_Instructions to follow_:
Return each of the following items line for line, with no changes.

_Data listing_:
▬▬▬▬▬▬

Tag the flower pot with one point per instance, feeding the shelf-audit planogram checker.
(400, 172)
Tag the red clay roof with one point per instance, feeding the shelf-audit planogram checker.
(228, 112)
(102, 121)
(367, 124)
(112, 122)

▬▬▬▬▬▬

_Result of this exercise_:
Tag the flower pot with one point per instance, feeding the shelf-audit planogram checker.
(400, 172)
Tag the red clay roof with one point per instance, feeding the shelf-audit planogram checker.
(228, 112)
(102, 121)
(367, 124)
(112, 122)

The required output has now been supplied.